> Excerpted passage:
──────────
Why women with endometriosis cry; endometriosis and miscarriage

I’m in a small room whose walls are covered with notices about hygiene; in the corner, there are two bins, one black and yellow, also plastered with notices. Next to the bed I’m splayed on, there is a machine with a monitor. Another monitor hangs from the ceiling in front of me.

“I’ll take you through what I see on the screen as we go along. Let your legs go limp, yes, that’s it. Thank you.”

The doctor and the scanning technician look away from me and towards the small screen in front of them. I see the screen on the ceiling flicker into life and into a seemingly untranslatable melee of grey and black.

Last time I was in this very room, there was a baby on the screen, a small tiny dot with an even smaller heart, all that part of a ‘viable inter-uterine pregnancy’. I didn’t smile when I heard the doctor say it. I didn’t dare in case I blew the dream away with my breath.

“I can’t tell why you’re having those cramps. See how it goes.” was the verdict.
──────────
> Stored data:

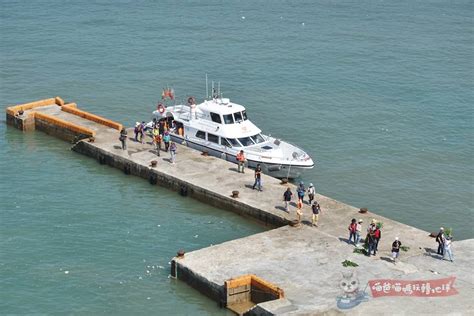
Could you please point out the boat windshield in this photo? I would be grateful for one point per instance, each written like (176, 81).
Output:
(234, 142)
(238, 117)
(246, 141)
(228, 119)
(257, 139)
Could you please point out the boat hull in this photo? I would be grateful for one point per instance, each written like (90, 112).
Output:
──────────
> What you will do:
- a) From the endometriosis piece, extract the passage from "Why women with" up to and including "front of me.".
- b) In the endometriosis piece, where does the second monitor in the room hang?
- c) Continue the endometriosis piece from the point where it stops.

> Answers to this exercise:
- a)
Why women with endometriosis cry; endometriosis and miscarriage

I’m in a small room whose walls are covered with notices about hygiene; in the corner, there are two bins, one black and yellow, also plastered with notices. Next to the bed I’m splayed on, there is a machine with a monitor. Another monitor hangs from the ceiling in front of me.

- b) It hangs from the ceiling in front of the narrator.

- c)
It didn’t go that well. My dream got blown away despite my holding my breath. Now, all that is left is the ‘remaining product’ that still lingers in my uterus three weeks after my miscarriage.

What surprised me most is the amount of blood and the amount of pain: an awful lot of blood, an awful lot of pain. Three weeks on, they’re checking out my uterus, which has spent this time trying to cleanse itself, as I’m still testing positive, and I’m still bleeding. My uterus is struggling.

Lying on the very edge of the bed, my legs spread wide, I fumble with my tissue. The doctor brings me some more so that I can wipe the lonely tear falling from my eye. She holds my hand. Soon more tears follow and now I can’t stop them. All three of us are silent. All is still, and nothing is right.

They two women continue to stare at their screen. I stare at mine. The scanning technician inhales through clenched teeth. She breaks the silence and seemingly into a little chat.

“So did you have a transvaginal scan like this before you were pregnant?” she asks.

“No.” I don’t see the point of the question. “I have endometriosis so I’ve had all sorts of tests, but not like this. I had two operations last year to have ovarian cysts removed.” I reply staring blankly at the ceiling. This is all a bit awkward. I blow my nose. I don’t see the point of her asking. Small talk right now? I’m trying to hold back the sob that is rumbling deep within me.

“They were endometrial cysts?” she asks casually.

“Yes. Endometrial on both ovaries. ”

Silence again. They stare at the screen some more.

“You’re worrying me now.” I say after a while.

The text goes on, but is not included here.